# My German shepherd is very small



## Katrina_tvd

I have a 11 month female German Shepherd. She is all black . She weighs 51 pounds and is only 22 inches at the shoulder. She isn't skinny or fat just tiny. All other German shepherds her age are much larger. Is there a chance she will still grow?


----------



## Springbrz

She isn't fully grown yet but she sounds perfect to me. 

This is the breed standard.

Weight: Male: 66–88 lbs (30–40 kg), Female: 49–71 lbs (22–32 kg)
Height: Male: 24–26 inches (60–65 cm), Female: 22–24 inches (55–60 cm)


----------



## Fodder

you'll soon love it! my 3yo MALE is 22.5" and 55lbs... and I'm obsessed, it's a perfect size for so many things


----------



## Sabis mom

My old female was an 82lb tank. In order to work with her I had to prove monthly that I could carry her, and safely lift her through and into things. 
My current girl is about 55lbs, about 23". While out walking one day we came to a stretch of fresh asphalt, that we needed to get to the other side of. I picked her up and carried her with no hesitation, thinking the whole way that I wished all GSD's were her size. 
I love my mini mutt! And she is way faster and way more agile then my bigger dogs.


----------



## Strikker

Our 9-1/2 month old female is about the same size, she is strong and healthy. When I see her next to our other two she looks small but she is well within standards. I wish she would stay this size.

SET EXERCISE A>
Answer these questions using the German shepherd thread:
(i) How much does the 11-month-old female in the opening post weigh?
(ii) What weight range does the breed standard give for females?
(iii) How tall is the 3-year-old male mentioned by Fodder?
The German shepherd thread and the entries are unrelated to each other.

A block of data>
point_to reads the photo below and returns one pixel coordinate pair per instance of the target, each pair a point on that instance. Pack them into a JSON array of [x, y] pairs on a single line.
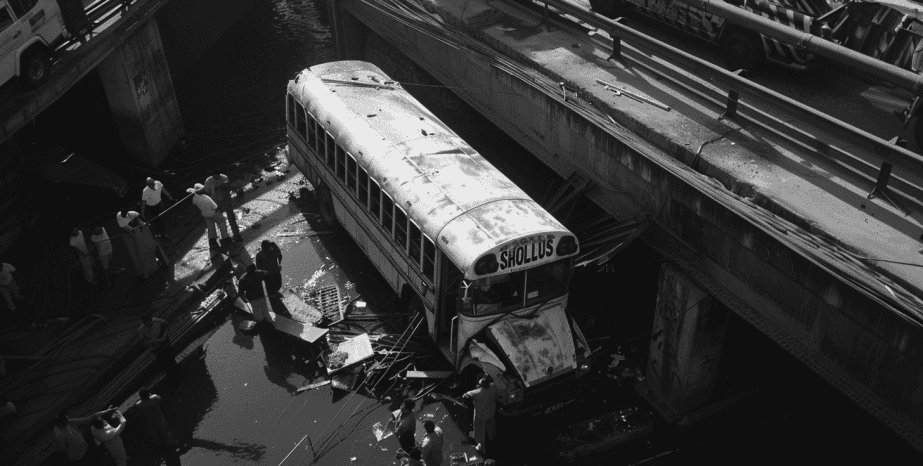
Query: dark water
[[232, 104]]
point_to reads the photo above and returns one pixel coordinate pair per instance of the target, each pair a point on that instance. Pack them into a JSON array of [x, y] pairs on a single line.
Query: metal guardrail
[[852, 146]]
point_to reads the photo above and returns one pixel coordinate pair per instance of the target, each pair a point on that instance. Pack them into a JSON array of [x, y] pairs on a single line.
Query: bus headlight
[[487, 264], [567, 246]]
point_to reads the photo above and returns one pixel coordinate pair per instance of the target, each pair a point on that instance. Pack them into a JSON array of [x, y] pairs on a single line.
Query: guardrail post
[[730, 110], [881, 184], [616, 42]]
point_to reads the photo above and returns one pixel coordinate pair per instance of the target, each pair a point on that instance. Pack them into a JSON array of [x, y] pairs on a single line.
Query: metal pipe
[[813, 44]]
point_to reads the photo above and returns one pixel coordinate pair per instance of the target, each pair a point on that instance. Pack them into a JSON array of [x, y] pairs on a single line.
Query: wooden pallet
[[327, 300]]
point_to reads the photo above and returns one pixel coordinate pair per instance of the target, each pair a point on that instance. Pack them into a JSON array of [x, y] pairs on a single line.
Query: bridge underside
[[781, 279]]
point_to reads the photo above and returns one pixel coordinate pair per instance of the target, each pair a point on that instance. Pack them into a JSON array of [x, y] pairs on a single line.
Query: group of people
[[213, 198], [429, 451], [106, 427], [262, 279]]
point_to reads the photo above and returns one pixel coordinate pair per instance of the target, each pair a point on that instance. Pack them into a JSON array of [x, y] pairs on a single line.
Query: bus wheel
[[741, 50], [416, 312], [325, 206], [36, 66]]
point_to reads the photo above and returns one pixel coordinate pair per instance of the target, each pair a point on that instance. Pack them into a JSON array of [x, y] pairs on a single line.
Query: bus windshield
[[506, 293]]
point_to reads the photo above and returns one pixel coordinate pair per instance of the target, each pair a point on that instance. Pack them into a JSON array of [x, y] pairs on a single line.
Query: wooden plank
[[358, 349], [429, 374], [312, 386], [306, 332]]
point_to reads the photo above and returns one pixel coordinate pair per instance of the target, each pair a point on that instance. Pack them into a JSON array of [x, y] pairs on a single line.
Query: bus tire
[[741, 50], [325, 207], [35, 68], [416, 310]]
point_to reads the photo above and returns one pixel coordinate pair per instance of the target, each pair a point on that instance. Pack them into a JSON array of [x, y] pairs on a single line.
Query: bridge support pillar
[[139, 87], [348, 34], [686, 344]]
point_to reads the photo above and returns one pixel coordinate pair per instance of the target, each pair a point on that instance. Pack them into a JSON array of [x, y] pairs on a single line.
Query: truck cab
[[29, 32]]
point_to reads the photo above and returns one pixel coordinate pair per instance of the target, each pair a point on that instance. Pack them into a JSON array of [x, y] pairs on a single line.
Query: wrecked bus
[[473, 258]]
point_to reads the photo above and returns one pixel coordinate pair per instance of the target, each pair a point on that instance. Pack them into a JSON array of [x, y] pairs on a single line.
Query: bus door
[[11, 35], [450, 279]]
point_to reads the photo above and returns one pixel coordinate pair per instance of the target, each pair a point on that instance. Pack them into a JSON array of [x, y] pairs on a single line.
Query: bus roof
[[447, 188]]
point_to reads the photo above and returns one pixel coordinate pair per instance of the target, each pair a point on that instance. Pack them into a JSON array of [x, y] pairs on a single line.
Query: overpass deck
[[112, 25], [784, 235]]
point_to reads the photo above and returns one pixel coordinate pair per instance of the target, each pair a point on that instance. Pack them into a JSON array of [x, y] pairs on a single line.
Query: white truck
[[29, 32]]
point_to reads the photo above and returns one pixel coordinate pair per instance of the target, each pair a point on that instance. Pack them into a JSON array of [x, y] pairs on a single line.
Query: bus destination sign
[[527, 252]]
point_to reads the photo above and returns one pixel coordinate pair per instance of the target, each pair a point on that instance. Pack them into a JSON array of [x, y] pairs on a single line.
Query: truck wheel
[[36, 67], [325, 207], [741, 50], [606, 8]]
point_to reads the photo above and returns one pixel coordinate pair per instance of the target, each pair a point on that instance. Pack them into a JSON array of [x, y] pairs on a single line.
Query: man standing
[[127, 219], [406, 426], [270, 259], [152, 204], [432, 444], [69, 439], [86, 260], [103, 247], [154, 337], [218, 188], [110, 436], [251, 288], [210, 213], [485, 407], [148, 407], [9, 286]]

...

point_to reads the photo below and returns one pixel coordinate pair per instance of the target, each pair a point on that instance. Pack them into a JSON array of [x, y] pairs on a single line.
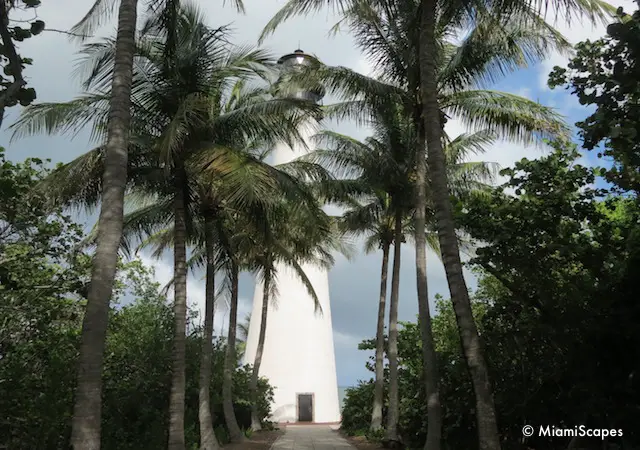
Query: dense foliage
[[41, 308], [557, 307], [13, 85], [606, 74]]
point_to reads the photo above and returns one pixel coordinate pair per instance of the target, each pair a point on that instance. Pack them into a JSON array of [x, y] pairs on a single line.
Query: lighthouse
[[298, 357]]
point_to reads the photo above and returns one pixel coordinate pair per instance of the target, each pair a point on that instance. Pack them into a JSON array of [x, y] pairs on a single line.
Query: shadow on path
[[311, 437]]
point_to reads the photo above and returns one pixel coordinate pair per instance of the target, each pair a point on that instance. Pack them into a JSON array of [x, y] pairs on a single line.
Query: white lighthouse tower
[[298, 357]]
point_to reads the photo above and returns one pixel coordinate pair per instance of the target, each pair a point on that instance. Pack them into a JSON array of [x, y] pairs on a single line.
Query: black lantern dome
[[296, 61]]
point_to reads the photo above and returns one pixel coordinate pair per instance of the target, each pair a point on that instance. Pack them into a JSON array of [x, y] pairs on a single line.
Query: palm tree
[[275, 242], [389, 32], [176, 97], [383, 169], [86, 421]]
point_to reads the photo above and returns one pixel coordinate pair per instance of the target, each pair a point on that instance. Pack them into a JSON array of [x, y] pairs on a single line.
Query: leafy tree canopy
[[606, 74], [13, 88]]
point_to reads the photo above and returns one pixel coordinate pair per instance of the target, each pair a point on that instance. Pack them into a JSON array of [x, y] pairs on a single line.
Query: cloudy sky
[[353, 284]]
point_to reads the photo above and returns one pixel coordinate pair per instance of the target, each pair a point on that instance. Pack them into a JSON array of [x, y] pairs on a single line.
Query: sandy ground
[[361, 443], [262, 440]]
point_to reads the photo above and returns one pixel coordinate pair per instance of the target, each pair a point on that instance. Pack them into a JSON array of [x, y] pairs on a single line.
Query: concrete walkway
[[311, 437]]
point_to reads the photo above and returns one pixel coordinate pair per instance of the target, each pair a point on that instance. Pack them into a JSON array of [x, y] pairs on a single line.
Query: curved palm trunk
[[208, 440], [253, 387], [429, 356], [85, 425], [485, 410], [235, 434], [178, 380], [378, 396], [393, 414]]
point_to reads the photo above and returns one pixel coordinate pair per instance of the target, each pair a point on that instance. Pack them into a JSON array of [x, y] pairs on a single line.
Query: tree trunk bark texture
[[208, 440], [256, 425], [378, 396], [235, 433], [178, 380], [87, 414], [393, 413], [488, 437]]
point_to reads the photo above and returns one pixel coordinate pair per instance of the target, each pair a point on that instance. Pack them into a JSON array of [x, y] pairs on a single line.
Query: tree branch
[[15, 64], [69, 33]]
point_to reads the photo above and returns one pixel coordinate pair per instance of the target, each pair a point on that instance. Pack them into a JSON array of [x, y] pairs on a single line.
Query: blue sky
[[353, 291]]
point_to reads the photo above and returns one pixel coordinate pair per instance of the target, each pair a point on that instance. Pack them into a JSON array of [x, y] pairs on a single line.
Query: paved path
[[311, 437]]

SET EXERCISE B>
Count the lines in the entries that contain the word "white". Reply with the number alone.

RESPONSE A>
(i) 51 pounds
(ii) 49–71 lbs (22–32 kg)
(iii) 22.5 inches

RESPONSE B>
2